Instructions to follow — Turn the records below into a numbered list with one line per item, and leave out any blank lines and all pictures.

Entries provided —
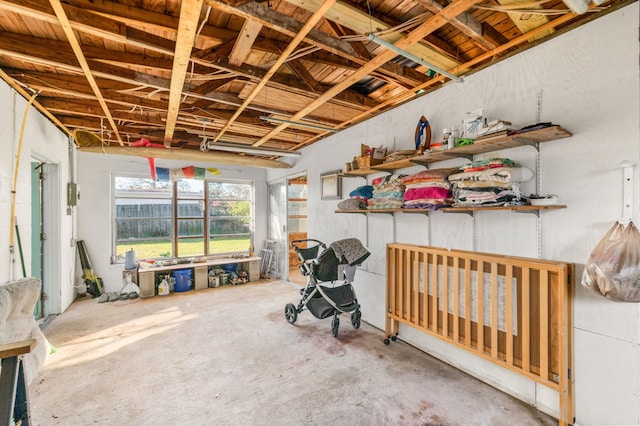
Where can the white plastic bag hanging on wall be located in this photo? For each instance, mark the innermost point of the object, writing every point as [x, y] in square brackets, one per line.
[613, 268]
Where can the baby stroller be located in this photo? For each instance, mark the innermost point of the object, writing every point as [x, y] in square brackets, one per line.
[335, 266]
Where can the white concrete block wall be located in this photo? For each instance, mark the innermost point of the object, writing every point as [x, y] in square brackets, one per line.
[95, 210]
[589, 82]
[42, 142]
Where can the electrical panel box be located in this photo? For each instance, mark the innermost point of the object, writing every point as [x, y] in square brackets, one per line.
[72, 194]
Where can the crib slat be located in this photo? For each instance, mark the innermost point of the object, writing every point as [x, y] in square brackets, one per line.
[480, 305]
[456, 300]
[393, 306]
[526, 322]
[535, 344]
[544, 324]
[425, 290]
[406, 286]
[467, 302]
[494, 310]
[434, 293]
[400, 286]
[509, 313]
[445, 296]
[415, 288]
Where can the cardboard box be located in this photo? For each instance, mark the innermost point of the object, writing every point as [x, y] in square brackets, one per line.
[370, 156]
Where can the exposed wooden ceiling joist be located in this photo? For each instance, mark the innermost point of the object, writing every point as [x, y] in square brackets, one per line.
[242, 48]
[77, 49]
[433, 23]
[311, 22]
[187, 27]
[155, 78]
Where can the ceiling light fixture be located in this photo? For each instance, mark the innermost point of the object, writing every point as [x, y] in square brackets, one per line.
[250, 150]
[298, 123]
[414, 58]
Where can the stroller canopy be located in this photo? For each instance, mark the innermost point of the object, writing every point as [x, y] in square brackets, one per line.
[350, 251]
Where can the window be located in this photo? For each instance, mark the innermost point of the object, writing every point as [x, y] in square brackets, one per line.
[211, 217]
[230, 213]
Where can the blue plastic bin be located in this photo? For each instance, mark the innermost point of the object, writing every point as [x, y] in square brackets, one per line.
[184, 279]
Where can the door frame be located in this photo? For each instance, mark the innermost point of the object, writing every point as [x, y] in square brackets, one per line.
[284, 250]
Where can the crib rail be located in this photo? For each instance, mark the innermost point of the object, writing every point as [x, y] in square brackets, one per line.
[513, 311]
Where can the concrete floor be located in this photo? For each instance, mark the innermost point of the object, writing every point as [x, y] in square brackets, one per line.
[227, 356]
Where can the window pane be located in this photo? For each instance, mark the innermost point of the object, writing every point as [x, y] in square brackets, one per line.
[143, 213]
[297, 225]
[189, 247]
[229, 244]
[188, 208]
[191, 228]
[190, 188]
[297, 208]
[229, 191]
[229, 226]
[142, 187]
[226, 208]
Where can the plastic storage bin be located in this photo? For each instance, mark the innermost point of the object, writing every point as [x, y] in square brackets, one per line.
[184, 279]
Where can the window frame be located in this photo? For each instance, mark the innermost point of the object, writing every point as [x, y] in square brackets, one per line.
[174, 219]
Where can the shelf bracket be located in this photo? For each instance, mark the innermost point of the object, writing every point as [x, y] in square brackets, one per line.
[467, 212]
[534, 212]
[536, 145]
[459, 155]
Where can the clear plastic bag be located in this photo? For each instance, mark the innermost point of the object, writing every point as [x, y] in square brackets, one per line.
[613, 268]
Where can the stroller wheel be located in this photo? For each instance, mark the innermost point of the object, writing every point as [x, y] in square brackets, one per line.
[334, 326]
[355, 319]
[290, 313]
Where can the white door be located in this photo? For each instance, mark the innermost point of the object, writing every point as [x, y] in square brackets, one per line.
[277, 264]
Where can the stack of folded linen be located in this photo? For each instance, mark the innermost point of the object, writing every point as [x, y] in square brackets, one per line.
[493, 182]
[388, 193]
[428, 189]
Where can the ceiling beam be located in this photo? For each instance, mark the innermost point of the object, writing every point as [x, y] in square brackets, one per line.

Answer to the problem —
1. Where can the white plastic bag hanging on wall be located in this photo? For each instance, mark the innermost point of the object, writing every point as [x, y] in square brackets, one per line.
2. [613, 268]
3. Where can the baby stroller be located in this photo? For each instance, mark the innermost point of the object, writing every point as [x, y] in square brackets, one per line.
4. [335, 266]
5. Where can the white concrete block wall be located in this photo? For each instance, mark the innermost point of the object, writing every point as [x, y] in square brackets, one per line.
6. [95, 210]
7. [589, 82]
8. [42, 142]
9. Where can the electrical panel box be located in this photo? For each instance, mark the innermost point of the object, writing every point as [x, y] in square brackets, one per line.
10. [72, 194]
11. Where can the crib slat be located in this photo? For each instance, mark the innermost point of the object, writing every point as [x, y] in square brackets, one per line.
12. [480, 305]
13. [456, 300]
14. [393, 306]
15. [526, 322]
16. [535, 344]
17. [544, 324]
18. [425, 290]
19. [406, 286]
20. [467, 302]
21. [494, 310]
22. [434, 293]
23. [400, 286]
24. [509, 313]
25. [445, 296]
26. [415, 288]
27. Where can the cardboard box be located in this photo? For each instance, mark the innermost point of the object, writing every point as [x, y] in square brackets, one per line.
28. [370, 156]
29. Where can the exposed wooden ceiling joist be located in this photo? For each instance, mark the innermost point of the object, writing every point as [x, y] in square brackets, one per line.
30. [242, 48]
31. [77, 49]
32. [433, 23]
33. [311, 22]
34. [187, 27]
35. [155, 78]
36. Where can the ceiling light fixture be located in this photo? For each instance, mark the innermost point of the object, writing every point as [x, y] in square brackets, one per line.
37. [250, 150]
38. [298, 123]
39. [414, 58]
40. Where can the stroller canopy be located in this photo? For each instance, mark the innermost point of the object, writing every point as [x, y] in square brackets, one per line.
41. [350, 251]
42. Where can the window be located in this photo? For each instance, mark the innermost point of the object, writing every point as [x, y] in square brackets, one per line.
43. [211, 217]
44. [230, 213]
45. Where can the blue plastic bin be located in this photo? For each instance, mark the innermost point of the object, writing every point as [x, y] in square brackets, one per line.
46. [184, 279]
47. Where can the door frame be located in this photo? For each instance, mark the innermost point of the object, writing every point as [x, y] in square brackets, one per line.
48. [284, 250]
49. Where can the crib rail be located in this photo? For each instance, mark the innermost point of the object, writing every point as [x, y] in square brackets, one per line.
50. [513, 311]
51. Where can the concrete floor be located in this photo? For each instance, mark the innermost point of the object, writing every point as [x, y] in square brackets, one per line.
52. [227, 356]
53. Where can the window pane be located in this photo? For each instance, mark the innermost point of the object, writing every point as [x, y] in square brackets, one per line.
54. [143, 213]
55. [297, 225]
56. [189, 247]
57. [229, 244]
58. [188, 208]
59. [191, 228]
60. [190, 188]
61. [297, 208]
62. [229, 191]
63. [229, 226]
64. [142, 187]
65. [226, 208]
66. Where can the plastic storage bin be located in this photo? For each instance, mark the innermost point of the object, writing every point as [x, y] in square brackets, one per line.
67. [184, 279]
68. Where can the window frame be located in this photo? For each instance, mark the innermost point of the object, writing every point as [x, y] in square brackets, one per line.
69. [174, 219]
70. Where can the shelf bracket be located in this photo? For each instance, mark the innermost point of the object, writing every point as [x, y] in square brackets, one per line.
71. [467, 212]
72. [534, 212]
73. [536, 145]
74. [459, 155]
75. Where can the clear plastic bag be located in this photo? For each instance, mark the innermost point of the object, writing every point as [x, y] in square brackets, one per line.
76. [613, 268]
77. Where can the stroller wheel be located in this photo? For each instance, mark the innermost point of the object, writing every point as [x, y] in square brackets, one per line.
78. [334, 326]
79. [355, 319]
80. [290, 313]
81. Where can the white door be located in this photo? For each instance, mark the innermost point of the object, writing every point as [x, y] in square brackets, one per line.
82. [277, 264]
83. Where can the stack of folded linen be located in this photo? For each instance, mark the innermost point of the object, writing every point as [x, y] in square brackets, one per line.
84. [493, 182]
85. [388, 193]
86. [428, 189]
87. Where can the ceiling beam be located in this photo? For each instance, mark the innermost point of the object, writing every point as [x, y] in square brackets, one per line.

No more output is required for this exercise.